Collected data
***

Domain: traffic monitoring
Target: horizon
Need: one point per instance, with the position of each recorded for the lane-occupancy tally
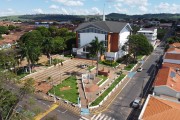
(90, 15)
(85, 7)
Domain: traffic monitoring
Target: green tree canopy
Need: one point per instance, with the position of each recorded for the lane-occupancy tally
(30, 47)
(139, 45)
(44, 31)
(3, 30)
(59, 44)
(97, 48)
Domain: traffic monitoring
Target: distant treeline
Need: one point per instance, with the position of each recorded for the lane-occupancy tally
(55, 17)
(81, 18)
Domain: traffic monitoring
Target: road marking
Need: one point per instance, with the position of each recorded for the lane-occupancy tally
(97, 116)
(41, 115)
(101, 117)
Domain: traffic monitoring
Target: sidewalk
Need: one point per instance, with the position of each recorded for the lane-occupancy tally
(41, 115)
(113, 96)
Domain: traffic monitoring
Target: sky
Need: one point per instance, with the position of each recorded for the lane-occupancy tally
(87, 7)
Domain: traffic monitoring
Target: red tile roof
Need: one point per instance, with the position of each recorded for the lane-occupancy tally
(161, 109)
(172, 56)
(164, 78)
(173, 50)
(172, 65)
(175, 45)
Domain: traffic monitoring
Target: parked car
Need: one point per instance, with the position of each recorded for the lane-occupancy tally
(136, 103)
(84, 66)
(139, 69)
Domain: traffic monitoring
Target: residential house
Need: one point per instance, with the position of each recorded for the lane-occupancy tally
(114, 34)
(167, 82)
(172, 58)
(154, 23)
(175, 45)
(156, 108)
(150, 33)
(165, 25)
(9, 40)
(173, 50)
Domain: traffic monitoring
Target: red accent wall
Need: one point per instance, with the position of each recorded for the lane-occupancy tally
(114, 42)
(76, 39)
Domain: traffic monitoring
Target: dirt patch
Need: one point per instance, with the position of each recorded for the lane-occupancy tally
(65, 88)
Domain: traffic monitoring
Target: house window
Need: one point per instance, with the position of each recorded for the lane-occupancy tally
(106, 40)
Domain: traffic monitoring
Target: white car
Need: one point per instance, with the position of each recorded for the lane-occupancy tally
(139, 69)
(84, 66)
(136, 102)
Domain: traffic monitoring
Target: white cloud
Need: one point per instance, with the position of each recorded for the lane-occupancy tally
(120, 9)
(54, 7)
(6, 12)
(70, 2)
(143, 9)
(164, 7)
(131, 2)
(95, 10)
(64, 11)
(38, 11)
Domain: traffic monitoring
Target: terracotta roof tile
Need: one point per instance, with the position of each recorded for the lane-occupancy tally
(175, 45)
(161, 109)
(172, 65)
(173, 50)
(172, 56)
(164, 78)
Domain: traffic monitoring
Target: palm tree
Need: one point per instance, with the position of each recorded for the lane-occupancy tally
(98, 50)
(48, 47)
(31, 53)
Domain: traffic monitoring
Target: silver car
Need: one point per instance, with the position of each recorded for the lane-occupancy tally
(136, 102)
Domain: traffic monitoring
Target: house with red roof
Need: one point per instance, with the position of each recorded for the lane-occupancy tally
(156, 108)
(167, 82)
(175, 45)
(172, 57)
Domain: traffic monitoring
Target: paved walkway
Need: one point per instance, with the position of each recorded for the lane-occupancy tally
(113, 96)
(41, 115)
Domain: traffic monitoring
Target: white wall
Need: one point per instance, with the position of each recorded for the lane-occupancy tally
(86, 38)
(111, 54)
(123, 37)
(172, 61)
(165, 90)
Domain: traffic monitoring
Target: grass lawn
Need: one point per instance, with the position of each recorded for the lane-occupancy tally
(139, 57)
(109, 63)
(54, 61)
(104, 78)
(21, 73)
(107, 91)
(70, 94)
(91, 67)
(129, 67)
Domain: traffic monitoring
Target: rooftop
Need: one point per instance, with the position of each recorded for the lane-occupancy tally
(109, 26)
(157, 108)
(172, 65)
(175, 45)
(173, 50)
(169, 77)
(173, 56)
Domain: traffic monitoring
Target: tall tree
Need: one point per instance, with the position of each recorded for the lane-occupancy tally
(139, 45)
(59, 44)
(30, 47)
(48, 46)
(44, 31)
(97, 49)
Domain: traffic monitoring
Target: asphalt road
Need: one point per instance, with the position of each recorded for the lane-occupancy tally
(120, 109)
(59, 113)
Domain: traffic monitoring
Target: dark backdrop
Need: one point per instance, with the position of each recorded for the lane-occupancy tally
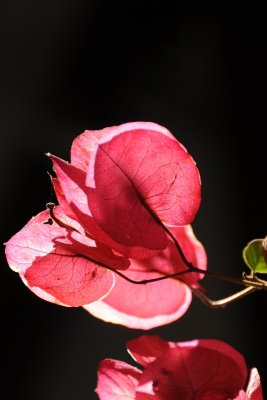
(67, 66)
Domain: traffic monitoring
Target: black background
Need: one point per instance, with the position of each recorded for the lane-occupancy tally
(69, 66)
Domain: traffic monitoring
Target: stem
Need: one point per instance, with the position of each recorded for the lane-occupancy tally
(252, 282)
(222, 302)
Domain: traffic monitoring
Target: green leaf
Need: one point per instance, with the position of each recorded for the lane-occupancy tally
(253, 255)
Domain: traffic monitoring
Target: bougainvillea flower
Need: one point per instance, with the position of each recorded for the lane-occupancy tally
(123, 187)
(204, 369)
(157, 303)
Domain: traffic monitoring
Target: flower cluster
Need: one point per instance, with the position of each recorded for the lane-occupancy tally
(122, 226)
(123, 187)
(204, 369)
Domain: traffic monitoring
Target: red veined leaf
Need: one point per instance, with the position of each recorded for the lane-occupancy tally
(117, 380)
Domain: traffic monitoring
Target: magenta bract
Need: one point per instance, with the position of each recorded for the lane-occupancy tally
(201, 369)
(123, 184)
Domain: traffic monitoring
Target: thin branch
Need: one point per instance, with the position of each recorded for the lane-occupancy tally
(222, 302)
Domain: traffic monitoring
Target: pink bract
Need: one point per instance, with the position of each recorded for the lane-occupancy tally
(123, 185)
(204, 369)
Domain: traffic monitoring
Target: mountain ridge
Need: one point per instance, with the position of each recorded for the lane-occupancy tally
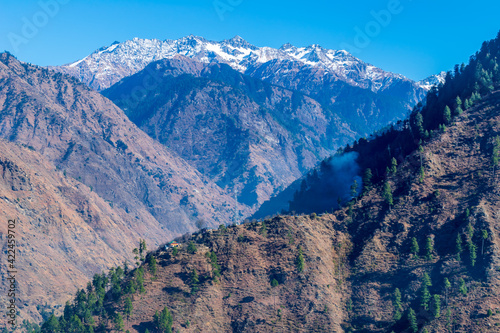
(133, 55)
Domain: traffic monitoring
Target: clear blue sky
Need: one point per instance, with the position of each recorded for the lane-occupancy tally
(423, 37)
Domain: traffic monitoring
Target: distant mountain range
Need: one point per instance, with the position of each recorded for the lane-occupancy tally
(192, 133)
(285, 109)
(108, 65)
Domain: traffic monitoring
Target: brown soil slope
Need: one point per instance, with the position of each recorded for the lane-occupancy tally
(64, 232)
(355, 259)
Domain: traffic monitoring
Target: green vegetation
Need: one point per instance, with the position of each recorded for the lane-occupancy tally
(163, 321)
(458, 245)
(415, 249)
(192, 248)
(367, 180)
(194, 281)
(394, 166)
(429, 248)
(436, 306)
(462, 287)
(398, 307)
(388, 194)
(412, 319)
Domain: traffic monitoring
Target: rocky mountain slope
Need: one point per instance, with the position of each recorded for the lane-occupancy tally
(246, 135)
(65, 233)
(357, 269)
(417, 251)
(108, 65)
(148, 191)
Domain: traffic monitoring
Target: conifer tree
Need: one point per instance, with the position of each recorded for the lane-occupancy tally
(300, 261)
(447, 115)
(484, 236)
(163, 321)
(425, 297)
(195, 280)
(394, 166)
(462, 287)
(415, 249)
(119, 326)
(436, 306)
(388, 194)
(354, 189)
(396, 302)
(152, 264)
(367, 180)
(459, 248)
(447, 286)
(429, 248)
(412, 319)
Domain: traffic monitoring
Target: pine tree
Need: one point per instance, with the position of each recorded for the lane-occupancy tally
(412, 318)
(163, 321)
(192, 248)
(467, 104)
(300, 261)
(367, 180)
(415, 249)
(152, 264)
(195, 280)
(484, 236)
(473, 253)
(394, 166)
(51, 325)
(354, 189)
(419, 123)
(458, 103)
(447, 115)
(462, 287)
(426, 280)
(119, 326)
(421, 174)
(447, 286)
(459, 248)
(388, 194)
(128, 308)
(396, 302)
(436, 306)
(429, 248)
(425, 297)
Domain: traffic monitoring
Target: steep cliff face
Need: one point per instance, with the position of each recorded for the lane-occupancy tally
(88, 136)
(246, 135)
(114, 184)
(65, 233)
(361, 268)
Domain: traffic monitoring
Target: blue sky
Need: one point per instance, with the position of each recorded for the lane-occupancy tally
(418, 37)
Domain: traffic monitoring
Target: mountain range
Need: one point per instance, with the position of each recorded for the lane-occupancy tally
(412, 248)
(151, 140)
(110, 64)
(287, 109)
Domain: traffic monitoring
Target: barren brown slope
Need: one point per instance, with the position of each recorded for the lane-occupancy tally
(460, 188)
(86, 135)
(242, 298)
(64, 232)
(153, 194)
(354, 259)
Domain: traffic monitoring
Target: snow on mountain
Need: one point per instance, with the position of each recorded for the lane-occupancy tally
(433, 80)
(108, 65)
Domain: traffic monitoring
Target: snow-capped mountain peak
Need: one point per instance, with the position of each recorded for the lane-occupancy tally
(108, 65)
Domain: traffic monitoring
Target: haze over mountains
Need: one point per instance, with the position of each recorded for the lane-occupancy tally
(108, 65)
(416, 251)
(223, 127)
(283, 110)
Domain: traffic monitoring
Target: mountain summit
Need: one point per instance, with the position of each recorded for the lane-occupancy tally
(108, 65)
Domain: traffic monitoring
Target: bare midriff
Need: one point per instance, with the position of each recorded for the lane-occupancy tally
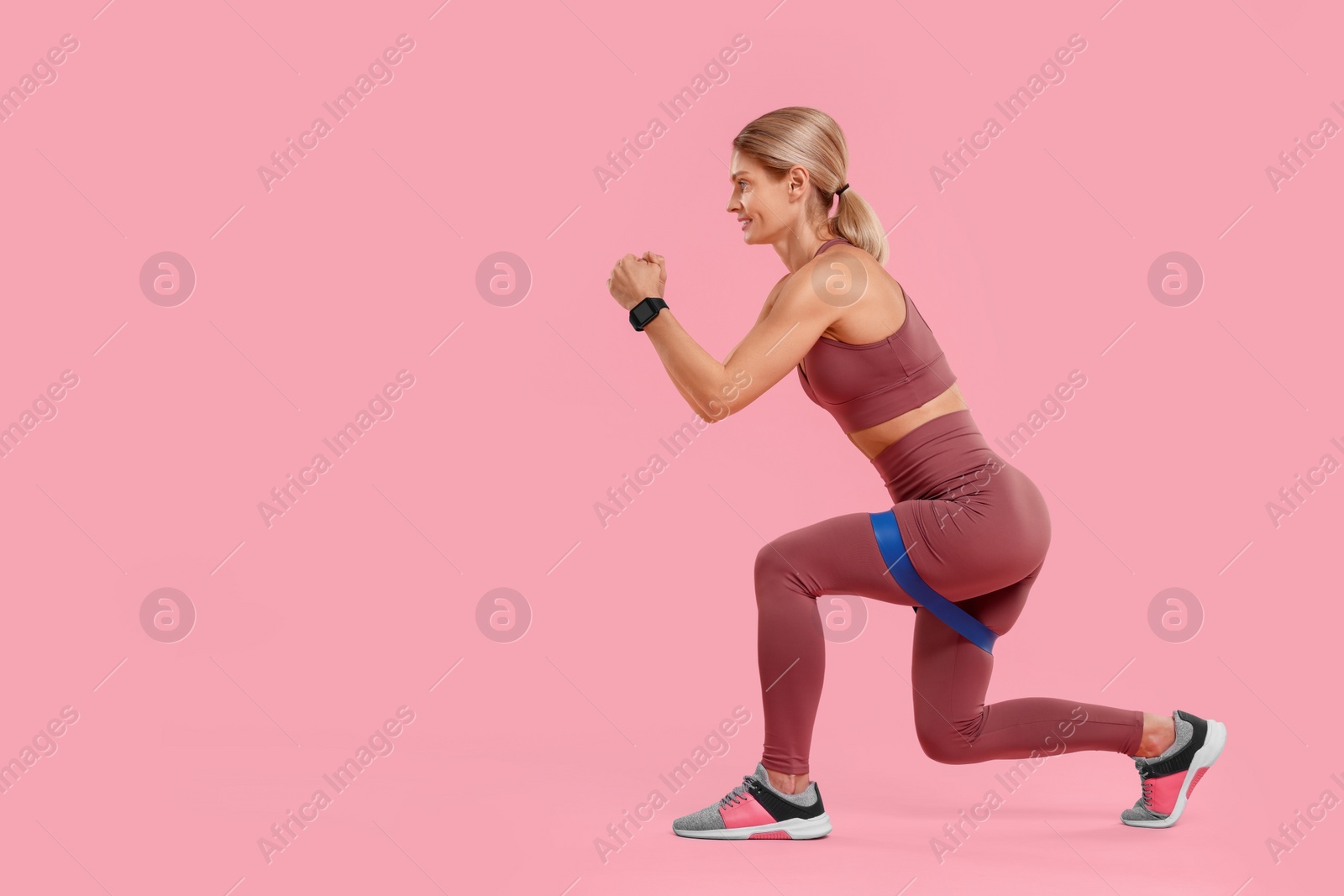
(870, 322)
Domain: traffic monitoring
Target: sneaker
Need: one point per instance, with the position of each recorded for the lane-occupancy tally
(1169, 779)
(756, 810)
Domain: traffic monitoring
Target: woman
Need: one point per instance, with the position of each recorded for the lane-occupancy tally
(967, 533)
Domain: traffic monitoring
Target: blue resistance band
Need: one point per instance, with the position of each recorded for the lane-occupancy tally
(898, 563)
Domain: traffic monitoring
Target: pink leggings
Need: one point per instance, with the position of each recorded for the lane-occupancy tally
(978, 531)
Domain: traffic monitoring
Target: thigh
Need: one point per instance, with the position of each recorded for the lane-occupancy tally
(835, 557)
(948, 673)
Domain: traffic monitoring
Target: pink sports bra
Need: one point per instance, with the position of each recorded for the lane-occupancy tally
(866, 385)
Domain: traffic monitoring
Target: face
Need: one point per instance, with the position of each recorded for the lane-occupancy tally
(757, 199)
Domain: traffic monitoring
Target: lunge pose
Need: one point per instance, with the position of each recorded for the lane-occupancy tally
(967, 533)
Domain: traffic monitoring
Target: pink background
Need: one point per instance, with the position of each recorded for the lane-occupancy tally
(360, 264)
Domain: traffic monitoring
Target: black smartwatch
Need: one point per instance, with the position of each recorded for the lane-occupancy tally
(645, 311)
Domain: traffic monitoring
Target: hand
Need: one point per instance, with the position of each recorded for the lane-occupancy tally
(635, 278)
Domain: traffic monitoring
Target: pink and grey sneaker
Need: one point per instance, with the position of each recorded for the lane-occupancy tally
(756, 810)
(1169, 779)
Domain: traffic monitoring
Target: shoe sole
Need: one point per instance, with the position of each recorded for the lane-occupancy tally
(786, 829)
(1203, 761)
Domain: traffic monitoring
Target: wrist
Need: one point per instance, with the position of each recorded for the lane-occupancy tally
(647, 311)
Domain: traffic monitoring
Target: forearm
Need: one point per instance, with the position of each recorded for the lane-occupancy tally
(694, 371)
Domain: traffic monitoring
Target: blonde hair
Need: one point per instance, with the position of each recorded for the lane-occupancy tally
(812, 139)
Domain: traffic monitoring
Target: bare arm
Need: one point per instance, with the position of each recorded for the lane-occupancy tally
(690, 399)
(784, 332)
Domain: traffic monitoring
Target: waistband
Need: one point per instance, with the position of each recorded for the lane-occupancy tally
(934, 457)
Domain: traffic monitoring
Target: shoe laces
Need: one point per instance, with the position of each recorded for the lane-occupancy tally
(1146, 775)
(738, 794)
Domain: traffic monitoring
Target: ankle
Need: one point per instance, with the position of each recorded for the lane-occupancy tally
(788, 783)
(1159, 735)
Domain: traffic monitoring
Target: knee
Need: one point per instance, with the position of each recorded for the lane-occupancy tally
(944, 743)
(773, 569)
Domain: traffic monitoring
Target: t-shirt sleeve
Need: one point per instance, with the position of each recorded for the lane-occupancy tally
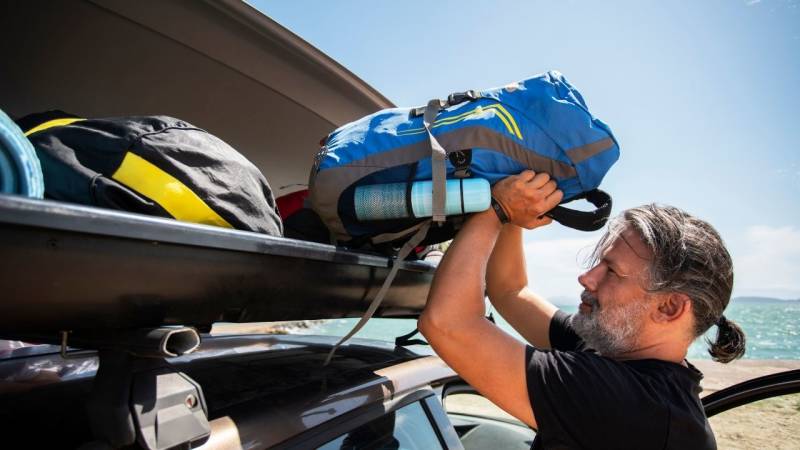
(562, 336)
(582, 400)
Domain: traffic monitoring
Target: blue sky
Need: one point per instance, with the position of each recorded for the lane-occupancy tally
(702, 96)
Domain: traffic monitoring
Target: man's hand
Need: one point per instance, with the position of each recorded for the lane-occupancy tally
(525, 197)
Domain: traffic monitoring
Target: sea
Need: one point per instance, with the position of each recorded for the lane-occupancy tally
(772, 328)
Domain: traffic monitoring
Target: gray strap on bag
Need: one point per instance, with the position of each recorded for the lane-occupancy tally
(376, 302)
(438, 158)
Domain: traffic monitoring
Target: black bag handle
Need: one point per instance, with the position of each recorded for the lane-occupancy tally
(584, 220)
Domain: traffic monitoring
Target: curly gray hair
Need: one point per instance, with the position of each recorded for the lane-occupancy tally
(688, 257)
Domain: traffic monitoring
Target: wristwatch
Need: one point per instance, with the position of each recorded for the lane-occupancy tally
(501, 213)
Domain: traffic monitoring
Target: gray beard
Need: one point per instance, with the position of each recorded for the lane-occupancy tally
(610, 332)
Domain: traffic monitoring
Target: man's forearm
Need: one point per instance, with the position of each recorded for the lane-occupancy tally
(506, 272)
(456, 295)
(507, 280)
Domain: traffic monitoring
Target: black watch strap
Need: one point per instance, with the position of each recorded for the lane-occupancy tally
(501, 213)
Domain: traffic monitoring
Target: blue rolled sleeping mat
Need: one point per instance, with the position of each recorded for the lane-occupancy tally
(20, 171)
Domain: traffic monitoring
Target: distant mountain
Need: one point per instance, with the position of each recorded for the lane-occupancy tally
(564, 300)
(763, 300)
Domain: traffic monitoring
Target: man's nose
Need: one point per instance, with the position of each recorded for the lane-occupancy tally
(590, 278)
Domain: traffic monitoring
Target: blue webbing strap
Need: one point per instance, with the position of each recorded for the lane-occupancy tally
(438, 165)
(376, 302)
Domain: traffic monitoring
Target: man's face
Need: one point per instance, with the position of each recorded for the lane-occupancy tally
(615, 305)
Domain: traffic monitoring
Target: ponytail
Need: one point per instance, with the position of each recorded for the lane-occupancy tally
(730, 341)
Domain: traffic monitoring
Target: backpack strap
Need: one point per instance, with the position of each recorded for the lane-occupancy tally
(438, 164)
(438, 153)
(376, 302)
(584, 220)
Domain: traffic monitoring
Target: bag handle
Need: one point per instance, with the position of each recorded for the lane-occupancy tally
(584, 220)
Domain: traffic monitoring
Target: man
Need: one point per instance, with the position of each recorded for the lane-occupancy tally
(613, 375)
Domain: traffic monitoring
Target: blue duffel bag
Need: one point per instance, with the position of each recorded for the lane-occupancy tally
(541, 124)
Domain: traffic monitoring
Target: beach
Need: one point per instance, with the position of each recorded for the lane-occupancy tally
(766, 424)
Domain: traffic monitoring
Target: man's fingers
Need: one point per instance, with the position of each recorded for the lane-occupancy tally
(539, 180)
(527, 175)
(553, 200)
(549, 187)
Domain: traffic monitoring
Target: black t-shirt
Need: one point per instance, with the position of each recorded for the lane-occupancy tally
(585, 401)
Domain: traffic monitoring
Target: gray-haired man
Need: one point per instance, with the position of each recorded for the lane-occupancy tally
(614, 375)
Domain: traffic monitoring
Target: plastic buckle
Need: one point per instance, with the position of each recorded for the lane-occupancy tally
(460, 97)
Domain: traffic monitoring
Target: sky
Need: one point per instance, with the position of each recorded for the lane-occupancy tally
(703, 97)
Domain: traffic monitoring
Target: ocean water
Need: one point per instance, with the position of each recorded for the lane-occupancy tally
(772, 329)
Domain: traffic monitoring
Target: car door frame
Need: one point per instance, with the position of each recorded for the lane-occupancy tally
(768, 386)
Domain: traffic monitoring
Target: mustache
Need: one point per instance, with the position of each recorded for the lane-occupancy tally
(589, 298)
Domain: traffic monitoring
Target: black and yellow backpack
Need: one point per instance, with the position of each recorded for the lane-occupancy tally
(155, 165)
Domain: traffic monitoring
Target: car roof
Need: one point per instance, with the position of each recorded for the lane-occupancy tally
(268, 388)
(221, 65)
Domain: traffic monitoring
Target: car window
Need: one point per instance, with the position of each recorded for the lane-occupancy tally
(406, 428)
(481, 424)
(774, 420)
(471, 404)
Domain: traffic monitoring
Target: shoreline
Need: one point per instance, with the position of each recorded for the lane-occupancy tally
(717, 376)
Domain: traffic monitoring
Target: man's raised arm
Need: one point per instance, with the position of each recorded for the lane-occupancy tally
(507, 288)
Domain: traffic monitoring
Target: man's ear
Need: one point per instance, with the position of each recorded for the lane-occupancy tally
(672, 306)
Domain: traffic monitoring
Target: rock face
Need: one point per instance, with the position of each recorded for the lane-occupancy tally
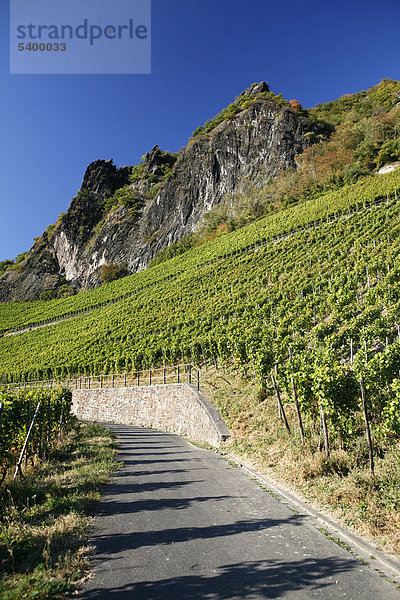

***

- ABOUT THIS EXERCISE:
Identify every line above with the string "backpack" in it. Copy those lines.

- FINISHED TASK:
Target: backpack strap
Target: black and yellow backpack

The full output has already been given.